- **What the exercise asks**: Rewrite the material below, changing every "disc" to "circle" and keeping everything else the same. Leave the pictures out of your answer.

- **Provided records**:
=-=-=-=-=
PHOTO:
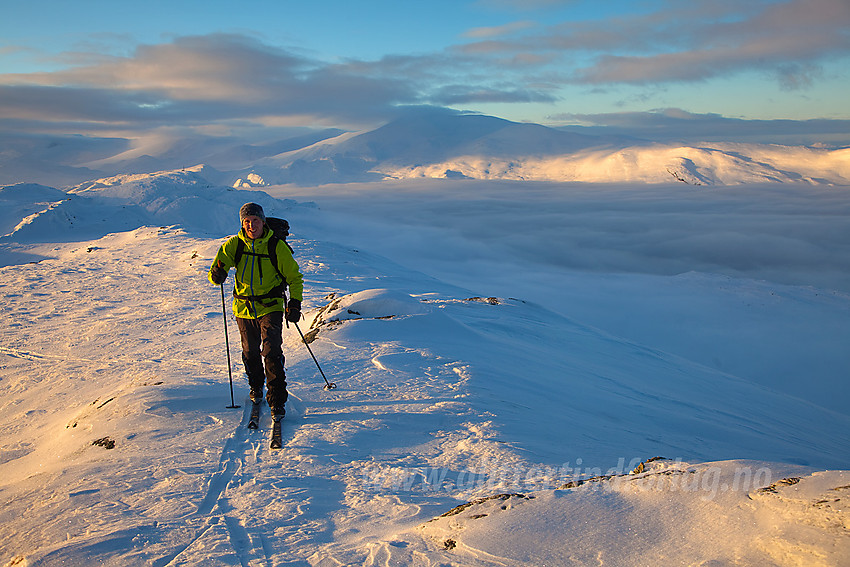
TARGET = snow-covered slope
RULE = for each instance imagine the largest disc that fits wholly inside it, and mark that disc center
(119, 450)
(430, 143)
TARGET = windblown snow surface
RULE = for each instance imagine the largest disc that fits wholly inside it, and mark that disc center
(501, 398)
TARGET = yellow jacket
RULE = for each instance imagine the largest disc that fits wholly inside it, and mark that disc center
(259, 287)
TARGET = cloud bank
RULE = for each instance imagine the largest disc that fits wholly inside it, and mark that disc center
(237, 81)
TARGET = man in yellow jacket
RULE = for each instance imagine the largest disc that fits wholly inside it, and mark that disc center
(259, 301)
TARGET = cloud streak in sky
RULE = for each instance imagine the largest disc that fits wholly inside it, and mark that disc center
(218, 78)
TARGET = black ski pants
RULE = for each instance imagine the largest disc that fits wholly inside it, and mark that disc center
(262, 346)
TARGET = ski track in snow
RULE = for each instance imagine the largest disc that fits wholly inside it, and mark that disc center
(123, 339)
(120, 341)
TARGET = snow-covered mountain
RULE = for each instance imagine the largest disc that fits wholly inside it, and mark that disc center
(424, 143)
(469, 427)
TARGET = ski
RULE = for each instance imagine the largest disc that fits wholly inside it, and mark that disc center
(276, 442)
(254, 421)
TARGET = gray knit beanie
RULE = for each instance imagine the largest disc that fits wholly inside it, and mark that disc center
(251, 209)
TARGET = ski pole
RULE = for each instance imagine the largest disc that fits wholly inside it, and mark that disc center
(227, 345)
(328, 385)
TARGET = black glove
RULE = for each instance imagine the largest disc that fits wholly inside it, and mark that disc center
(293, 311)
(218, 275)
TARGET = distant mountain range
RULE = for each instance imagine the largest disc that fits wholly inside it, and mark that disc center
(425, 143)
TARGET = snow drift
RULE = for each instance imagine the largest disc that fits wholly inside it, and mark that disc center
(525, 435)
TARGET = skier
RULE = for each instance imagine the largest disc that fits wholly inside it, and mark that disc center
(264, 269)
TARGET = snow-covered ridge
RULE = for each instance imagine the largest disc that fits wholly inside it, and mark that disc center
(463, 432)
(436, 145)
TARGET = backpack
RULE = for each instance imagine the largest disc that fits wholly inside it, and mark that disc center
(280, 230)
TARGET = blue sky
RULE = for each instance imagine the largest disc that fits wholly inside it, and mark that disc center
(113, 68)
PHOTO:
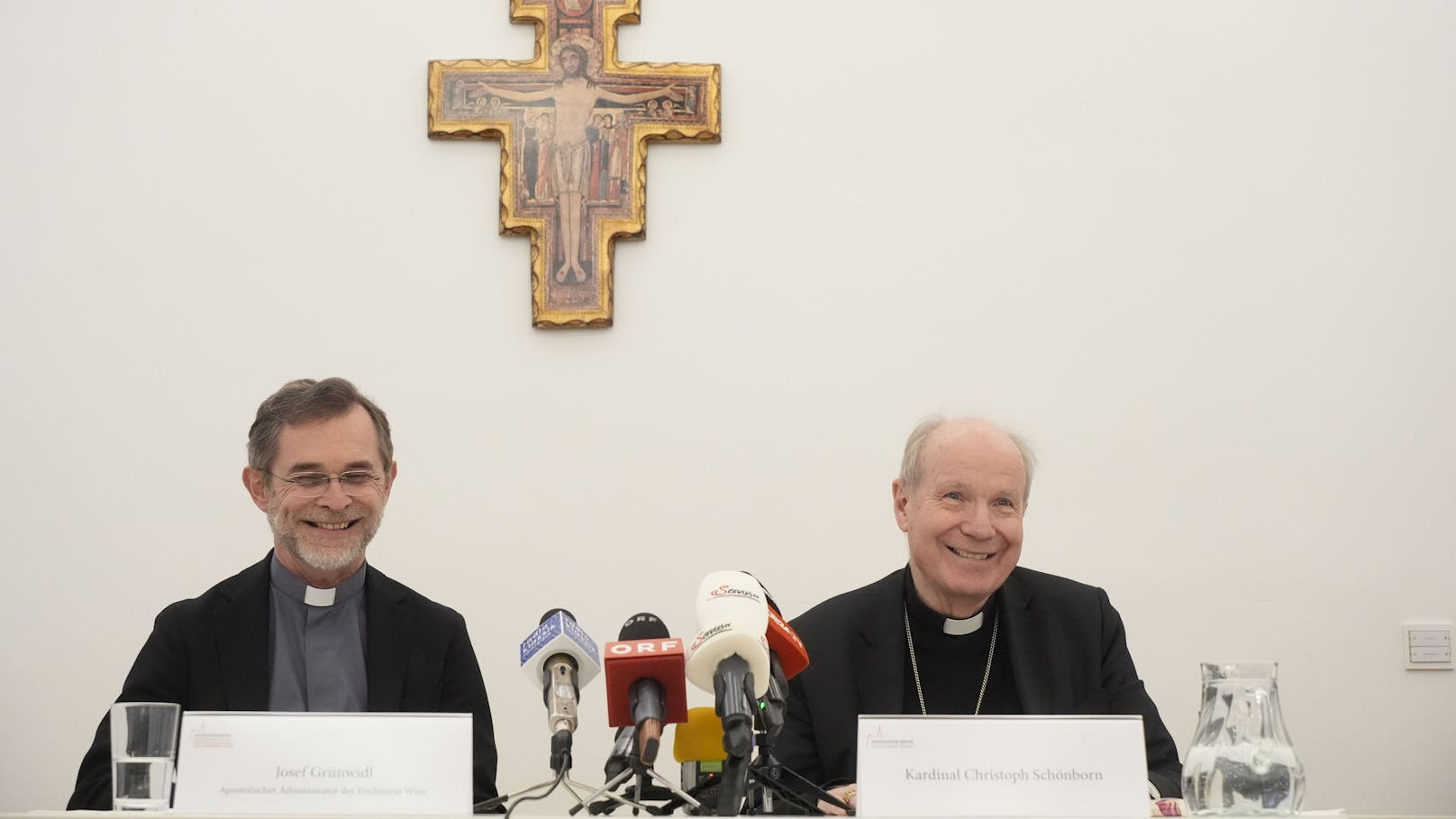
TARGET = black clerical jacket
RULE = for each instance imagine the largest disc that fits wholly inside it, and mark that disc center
=-=-=-=-=
- **Answer to this task**:
PHOTO:
TARGET = snow-covered slope
RULE = for each instance imagine the largest circle that fits wholly inside it, and mark that circle center
(119, 450)
(430, 143)
TARGET = windblown snow surface
RULE = for each instance imagine the largest circle that fits wholly inside it, and mark that circle center
(501, 398)
TARGET = yellow jacket
RULE = for each instance imagine the largest circle that fits wholly inside it, and mark that circle center
(259, 287)
TARGET = cloud bank
RULE = for each instance imagine the largest circle that fits wholly inside it, and mark that circle center
(237, 81)
TARGET = man in yellow jacket
RULE = for each instance imagine the largest circle that fits wholly inside it, and mark that circle center
(259, 301)
TARGET = cloud streak in sky
RULE = for each instance imagine the largest circle that fits wholly inside it, and mark that circle center
(218, 78)
TARGET = black ski pants
RULE = for each instance imagine the largest circle that fits wholly inside it, and mark that circle center
(262, 346)
TARGET = ski track in snow
RULE = for each instance imagine the largest circle that fits wholly inside it, and mark that circle center
(123, 339)
(120, 341)
TARGET = snow-covered mountain
RULE = for each instance imagine the largest circle that fits wholly inside it, and mark that circle center
(424, 143)
(469, 427)
TARGET = ski
RULE = for each instance imagine the largest circle that fits wholly inside it, and mark that circle center
(276, 442)
(254, 421)
TARGET = gray knit beanie
RULE = for each instance imagine the largest circle that fits wholly inside it, and mark that circle center
(251, 209)
TARGET = ski pole
RULE = for each instance imagine the largest circle that fits wholly inside it, and mark that circle center
(227, 345)
(328, 385)
TARGET = black glove
RULE = for each instance imagine the largest circle that fits wholly inside it, and mark that circle center
(293, 311)
(218, 275)
TARGET = distant mountain range
RULE = for each instance imagine the largest circle that fits wholly inside it, and mark that circle center
(425, 143)
TARGET = snow drift
RULE = for each instance imagine the largest circle that fits wholly inside it, and mark that circle center
(525, 435)
TARGET = skier
RULE = for each instance imagine the largest circle that fits wholly inside it, and mark that circle center
(264, 269)
TARGET = snow-covered ridge
RULE = for each instance imagine the largest circle that fits wholly inside it, and mark that circle center
(463, 432)
(436, 145)
TARGET = backpack
RULE = for each instance imagine the largest circle that fits wholly inside it, and mark that circle center
(280, 230)
TARGET = blue sky
RULE = for each instance imagine the largest circle that fits wholly inside it, and mark that circle center
(113, 68)
PHOTO:
TARGET = black clerical jacket
RULE = for each instance imagine the largest circle that fits wholly inside it, and mark that circle center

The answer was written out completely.